- **元の記事**
本の虫凪子の徘徊記録 -17ページ目

本の虫凪子の徘徊記録

新しく読んだ本、読み返した本の感想などを中心に、好きなものや好きなことについて気ままに書いていくブログです。

【再読】  山本一力『あかね空』 文春文庫

 

江戸時代を描いた作品、特に町人の暮らしをテーマとしたものが好きです。

と、いうわけで、本日はこちらの作品を再読しました。

豆腐屋の家族を中心に、江戸の町に生きる人々が生き生きと描かれています。

最近知りましたが、内野聖陽さん主演で映画化もされていたそうです。暇があれば鑑賞してみようと思います。

それでは、内容と感想を書いていきます。

 

以下、内容についての記載あり。未読の方はご注意ください。

 

「第一章」
主人公の永吉は二十五歳の豆腐職人です。自分の店を持つため、十二の頃から奉公していた京の店を出て、頼る者もいない江戸にたった一人でやって来ました。
身長179センチとこの時代ではかなりの巨漢なのですが、性格はおっとりと優しく、上方訛りの丁寧な話し方もあって人からは舐められやすいという厄介な特徴の持ち主です。
彼は貧しい農家の三男坊として生まれ、大飯食らいのため親に疎まれて育ちました。娘を売春婦として売り飛ばす程の貧しい家庭で、永吉もひどい扱いを受けていましたが、間引きしないだけ立派、という時代です。
奉公先の豆腐屋では水運びから始め、きつい仕事に何年も耐え続けることでようやく一人前の職人になりました。

そんな彼がやって来たのは町人の町・深川。貧乏人たちが助け合って暮らす、これぞ江戸、といった雰囲気の場所です。
金だけ持ってほとんど身一つでやって来たにも関わらず、永吉が慣れない土地でスムーズに店を持つことができたのは、隣家の桶屋職人・源治の手助けあってこそ。桶などの道具を拵えてくれたり、店の普請にも協力してくれたり、頑固ですが人情味溢れる、良いオヤジさんです。
そしてその娘である、働き者で、ちょっと生意気ですが愛嬌のあるおふみ。この作品のヒロインです。永吉と出会った初日から運命のようなものを感じ、そわそわする様子が可愛らしい。買い物に付き合ったりと、江戸に慣れない永吉の世話を焼きます。

店構えは良いとして、肝心なのは永吉の作るお豆腐の方です。
京風と江戸前では豆腐の大きさも固さも違います。京豆腐は江戸豆腐の4分の1の大きさで、手で掴めないほど柔らかく崩れやすいのが特徴です。絹豆腐ですね。対して江戸のものは非常に固いのが特徴。固い豆腐に慣れた人々は、なかなか永吉の豆腐を買ってくれません。

江戸の豆腐は使う豆の量が少ないぶん豆乳が薄くなり、固めるときに重しで水を絞り出す必要がありますが、京風は豆を大量に使うので無理に絞る必要がなく、水分の残った状態で固まるため柔らかくなるそうです。

- **提供された資料**
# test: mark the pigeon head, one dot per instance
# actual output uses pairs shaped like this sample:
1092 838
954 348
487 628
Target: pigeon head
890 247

- **やること**
元の記事をもとに、次の問いに答えよ。
1. 主人公の永吉は何歳で、職業は何か。
2. 永吉が店を持つのを手助けした隣家の人物の名前と職業は何か。
3. 京豆腐の大きさは江戸豆腐の何分の一か。

- **解答**
1. 二十五歳の豆腐職人である。
2. 桶屋職人の源治である。
3. 4分の1である。